## GIVEN EXERCISE
Locate each line in the data below that contains the string "flare", and copy those lines out.

## ITEMS
begin

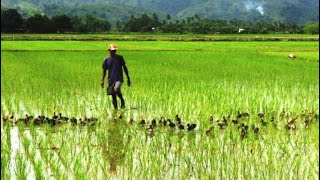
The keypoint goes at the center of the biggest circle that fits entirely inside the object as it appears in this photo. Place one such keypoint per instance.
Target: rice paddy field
(255, 111)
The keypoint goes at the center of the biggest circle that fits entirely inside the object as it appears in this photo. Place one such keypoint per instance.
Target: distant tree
(11, 20)
(311, 28)
(39, 24)
(61, 23)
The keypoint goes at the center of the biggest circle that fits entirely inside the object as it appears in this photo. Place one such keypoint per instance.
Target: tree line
(13, 22)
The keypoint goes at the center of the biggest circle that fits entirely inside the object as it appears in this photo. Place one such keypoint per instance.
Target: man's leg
(117, 90)
(114, 101)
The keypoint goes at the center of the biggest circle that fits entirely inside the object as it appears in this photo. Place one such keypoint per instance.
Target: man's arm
(127, 74)
(102, 77)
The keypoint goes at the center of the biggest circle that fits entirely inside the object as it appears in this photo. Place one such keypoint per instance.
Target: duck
(264, 123)
(142, 122)
(245, 114)
(211, 118)
(54, 116)
(171, 124)
(153, 123)
(63, 118)
(208, 131)
(235, 121)
(178, 119)
(4, 118)
(256, 130)
(261, 115)
(180, 126)
(131, 121)
(239, 115)
(73, 121)
(164, 122)
(191, 127)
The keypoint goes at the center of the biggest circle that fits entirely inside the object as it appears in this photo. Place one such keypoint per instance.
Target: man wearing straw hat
(114, 64)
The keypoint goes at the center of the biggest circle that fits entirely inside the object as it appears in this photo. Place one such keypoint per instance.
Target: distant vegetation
(12, 21)
(297, 11)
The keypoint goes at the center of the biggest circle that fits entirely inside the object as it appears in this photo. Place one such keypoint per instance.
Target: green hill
(297, 11)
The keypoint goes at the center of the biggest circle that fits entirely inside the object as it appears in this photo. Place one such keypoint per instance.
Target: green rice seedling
(169, 78)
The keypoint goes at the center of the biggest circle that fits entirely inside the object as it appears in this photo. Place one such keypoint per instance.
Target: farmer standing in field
(114, 64)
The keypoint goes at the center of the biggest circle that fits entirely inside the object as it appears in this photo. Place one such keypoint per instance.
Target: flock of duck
(240, 121)
(54, 120)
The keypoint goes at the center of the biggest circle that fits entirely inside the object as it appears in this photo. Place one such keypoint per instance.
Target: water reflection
(115, 143)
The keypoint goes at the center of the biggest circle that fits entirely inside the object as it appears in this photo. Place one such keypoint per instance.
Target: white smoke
(252, 5)
(260, 9)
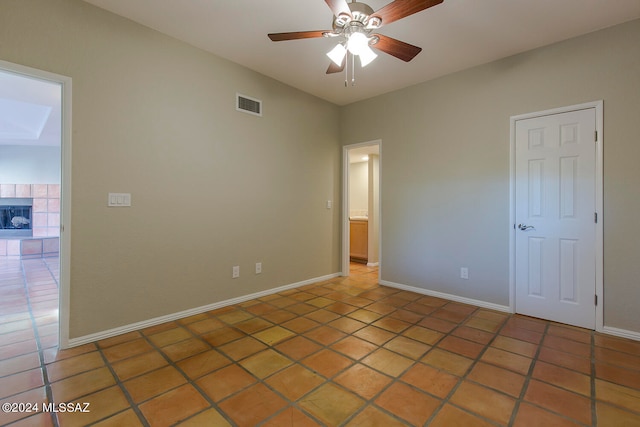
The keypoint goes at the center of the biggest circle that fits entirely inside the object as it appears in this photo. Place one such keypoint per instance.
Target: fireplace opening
(15, 217)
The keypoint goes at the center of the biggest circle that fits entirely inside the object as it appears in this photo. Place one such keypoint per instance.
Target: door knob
(525, 227)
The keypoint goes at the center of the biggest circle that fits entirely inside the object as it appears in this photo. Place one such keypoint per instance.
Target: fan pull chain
(346, 69)
(353, 70)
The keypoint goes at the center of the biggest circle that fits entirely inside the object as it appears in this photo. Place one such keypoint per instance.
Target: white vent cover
(248, 105)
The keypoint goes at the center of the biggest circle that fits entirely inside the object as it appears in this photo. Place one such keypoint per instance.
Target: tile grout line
(36, 333)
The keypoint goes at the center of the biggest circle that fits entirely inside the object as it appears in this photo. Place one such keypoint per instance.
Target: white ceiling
(29, 111)
(454, 35)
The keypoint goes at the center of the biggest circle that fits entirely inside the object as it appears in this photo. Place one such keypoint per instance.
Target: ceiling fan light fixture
(337, 54)
(366, 56)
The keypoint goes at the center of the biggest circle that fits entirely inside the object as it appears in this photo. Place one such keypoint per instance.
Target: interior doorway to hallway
(361, 205)
(34, 204)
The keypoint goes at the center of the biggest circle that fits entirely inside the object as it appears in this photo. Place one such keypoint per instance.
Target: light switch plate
(119, 199)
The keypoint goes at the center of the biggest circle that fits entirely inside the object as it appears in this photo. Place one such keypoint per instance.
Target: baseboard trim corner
(622, 333)
(456, 298)
(86, 339)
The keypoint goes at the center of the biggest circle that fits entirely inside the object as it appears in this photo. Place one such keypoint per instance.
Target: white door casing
(556, 198)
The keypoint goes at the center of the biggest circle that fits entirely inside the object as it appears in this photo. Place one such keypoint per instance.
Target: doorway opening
(361, 244)
(34, 190)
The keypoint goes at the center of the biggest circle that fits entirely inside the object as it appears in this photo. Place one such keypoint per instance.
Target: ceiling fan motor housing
(360, 17)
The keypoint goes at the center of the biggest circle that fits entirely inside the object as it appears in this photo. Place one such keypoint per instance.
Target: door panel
(555, 169)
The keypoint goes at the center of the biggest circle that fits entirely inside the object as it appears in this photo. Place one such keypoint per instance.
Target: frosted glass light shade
(337, 54)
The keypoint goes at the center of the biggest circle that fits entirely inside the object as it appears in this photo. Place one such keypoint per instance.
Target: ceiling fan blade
(399, 9)
(339, 7)
(296, 35)
(333, 68)
(400, 50)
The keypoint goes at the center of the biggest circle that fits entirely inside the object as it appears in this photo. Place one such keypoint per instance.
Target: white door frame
(345, 204)
(65, 190)
(598, 106)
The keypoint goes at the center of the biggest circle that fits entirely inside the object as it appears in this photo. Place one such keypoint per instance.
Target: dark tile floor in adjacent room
(341, 352)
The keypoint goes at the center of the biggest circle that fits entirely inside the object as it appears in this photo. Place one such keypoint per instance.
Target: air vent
(248, 105)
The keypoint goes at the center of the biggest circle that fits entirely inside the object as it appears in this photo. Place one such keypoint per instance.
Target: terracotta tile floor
(342, 352)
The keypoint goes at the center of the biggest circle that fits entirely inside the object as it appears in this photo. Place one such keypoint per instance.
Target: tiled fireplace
(29, 231)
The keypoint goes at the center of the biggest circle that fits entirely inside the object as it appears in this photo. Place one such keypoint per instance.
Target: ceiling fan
(355, 25)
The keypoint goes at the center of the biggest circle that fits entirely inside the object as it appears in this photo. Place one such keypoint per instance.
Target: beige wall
(445, 176)
(211, 187)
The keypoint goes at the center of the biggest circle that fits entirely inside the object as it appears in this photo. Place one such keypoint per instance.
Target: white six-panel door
(555, 217)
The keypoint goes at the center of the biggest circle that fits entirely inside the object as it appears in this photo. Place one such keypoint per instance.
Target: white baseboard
(74, 342)
(456, 298)
(623, 333)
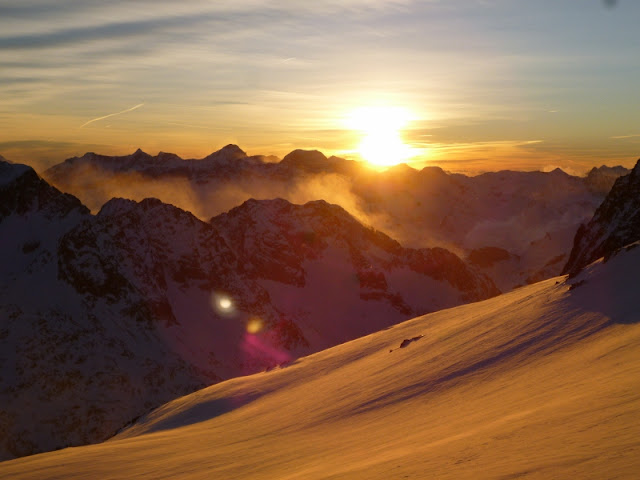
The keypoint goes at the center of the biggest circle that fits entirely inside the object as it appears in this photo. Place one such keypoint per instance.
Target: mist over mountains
(532, 216)
(544, 377)
(107, 315)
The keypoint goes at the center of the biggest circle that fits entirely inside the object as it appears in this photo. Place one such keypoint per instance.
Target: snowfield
(543, 382)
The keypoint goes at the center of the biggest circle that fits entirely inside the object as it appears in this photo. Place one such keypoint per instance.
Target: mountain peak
(11, 171)
(615, 224)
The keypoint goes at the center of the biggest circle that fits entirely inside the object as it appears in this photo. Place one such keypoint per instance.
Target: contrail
(112, 115)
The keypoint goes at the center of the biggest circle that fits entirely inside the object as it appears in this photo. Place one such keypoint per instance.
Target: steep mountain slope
(601, 179)
(543, 382)
(337, 278)
(420, 209)
(615, 224)
(106, 316)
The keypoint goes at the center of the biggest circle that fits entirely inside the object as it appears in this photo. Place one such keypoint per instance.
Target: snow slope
(104, 317)
(419, 208)
(615, 223)
(543, 382)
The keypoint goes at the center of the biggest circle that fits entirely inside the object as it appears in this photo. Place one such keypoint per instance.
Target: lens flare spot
(254, 325)
(225, 303)
(222, 304)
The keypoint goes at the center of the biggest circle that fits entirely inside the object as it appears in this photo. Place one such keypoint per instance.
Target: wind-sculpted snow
(419, 208)
(543, 382)
(615, 224)
(106, 316)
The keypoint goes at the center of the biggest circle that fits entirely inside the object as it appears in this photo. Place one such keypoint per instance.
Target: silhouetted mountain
(616, 223)
(109, 315)
(533, 215)
(601, 179)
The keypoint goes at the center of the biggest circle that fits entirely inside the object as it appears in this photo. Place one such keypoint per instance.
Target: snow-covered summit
(539, 382)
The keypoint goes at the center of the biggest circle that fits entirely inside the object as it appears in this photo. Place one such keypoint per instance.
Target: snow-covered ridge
(419, 208)
(615, 224)
(109, 315)
(542, 381)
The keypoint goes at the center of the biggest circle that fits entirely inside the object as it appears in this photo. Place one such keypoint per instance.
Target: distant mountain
(542, 382)
(616, 223)
(532, 215)
(601, 179)
(106, 316)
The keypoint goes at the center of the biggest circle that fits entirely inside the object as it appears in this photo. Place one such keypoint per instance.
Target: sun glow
(381, 143)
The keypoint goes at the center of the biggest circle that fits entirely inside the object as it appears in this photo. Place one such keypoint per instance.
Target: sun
(381, 144)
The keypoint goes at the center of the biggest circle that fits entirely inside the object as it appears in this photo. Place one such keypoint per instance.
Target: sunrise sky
(486, 84)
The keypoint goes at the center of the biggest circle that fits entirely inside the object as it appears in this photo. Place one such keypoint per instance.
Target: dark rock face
(23, 191)
(107, 316)
(487, 256)
(616, 223)
(601, 179)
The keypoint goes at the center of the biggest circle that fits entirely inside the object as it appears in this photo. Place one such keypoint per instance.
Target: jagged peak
(228, 151)
(300, 156)
(116, 206)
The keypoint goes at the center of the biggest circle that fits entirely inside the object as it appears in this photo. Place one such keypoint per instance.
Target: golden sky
(489, 84)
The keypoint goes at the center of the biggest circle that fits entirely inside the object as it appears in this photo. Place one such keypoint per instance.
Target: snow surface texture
(543, 382)
(423, 208)
(106, 316)
(615, 224)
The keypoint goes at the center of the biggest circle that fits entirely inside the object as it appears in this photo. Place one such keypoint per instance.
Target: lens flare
(225, 303)
(382, 144)
(254, 325)
(222, 304)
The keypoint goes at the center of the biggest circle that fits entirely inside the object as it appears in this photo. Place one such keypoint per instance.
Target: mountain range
(420, 208)
(106, 316)
(541, 382)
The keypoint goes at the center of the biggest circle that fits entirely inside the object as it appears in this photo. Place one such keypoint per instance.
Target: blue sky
(490, 83)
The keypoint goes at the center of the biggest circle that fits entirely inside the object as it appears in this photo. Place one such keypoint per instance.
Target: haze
(490, 84)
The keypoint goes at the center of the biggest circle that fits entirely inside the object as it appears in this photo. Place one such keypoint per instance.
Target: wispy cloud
(626, 136)
(112, 115)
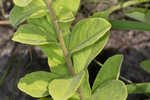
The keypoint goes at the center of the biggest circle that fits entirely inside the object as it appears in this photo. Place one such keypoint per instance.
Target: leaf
(102, 14)
(22, 3)
(138, 14)
(43, 23)
(110, 90)
(20, 14)
(31, 34)
(85, 86)
(56, 87)
(35, 84)
(45, 99)
(56, 59)
(54, 53)
(109, 71)
(65, 10)
(138, 88)
(146, 65)
(129, 25)
(87, 32)
(82, 59)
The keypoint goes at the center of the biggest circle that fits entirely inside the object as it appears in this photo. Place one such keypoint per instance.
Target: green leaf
(47, 26)
(103, 14)
(137, 13)
(62, 89)
(138, 88)
(85, 86)
(129, 25)
(45, 99)
(65, 10)
(140, 14)
(54, 53)
(22, 3)
(87, 32)
(31, 34)
(35, 84)
(82, 58)
(109, 71)
(20, 14)
(56, 59)
(110, 90)
(146, 65)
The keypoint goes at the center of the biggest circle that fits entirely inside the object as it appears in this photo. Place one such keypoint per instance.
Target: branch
(63, 46)
(5, 22)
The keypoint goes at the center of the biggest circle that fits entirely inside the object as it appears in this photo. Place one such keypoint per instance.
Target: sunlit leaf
(146, 65)
(87, 32)
(110, 90)
(35, 84)
(62, 89)
(138, 88)
(31, 34)
(22, 3)
(20, 14)
(65, 10)
(82, 58)
(109, 71)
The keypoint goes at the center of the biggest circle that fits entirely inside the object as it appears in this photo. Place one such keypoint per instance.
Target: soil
(22, 59)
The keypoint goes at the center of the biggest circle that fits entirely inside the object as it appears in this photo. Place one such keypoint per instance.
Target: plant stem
(61, 39)
(125, 5)
(63, 46)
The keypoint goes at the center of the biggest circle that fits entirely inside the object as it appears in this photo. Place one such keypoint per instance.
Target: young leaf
(43, 22)
(109, 71)
(20, 14)
(31, 34)
(65, 9)
(138, 88)
(59, 92)
(139, 14)
(146, 65)
(82, 58)
(110, 90)
(56, 59)
(85, 86)
(87, 32)
(45, 99)
(35, 84)
(129, 25)
(103, 14)
(22, 3)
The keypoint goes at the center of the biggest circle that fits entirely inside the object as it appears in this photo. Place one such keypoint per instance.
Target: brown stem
(63, 46)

end

## TASK OUTPUT
Target: lens flare spot
Target: lens flare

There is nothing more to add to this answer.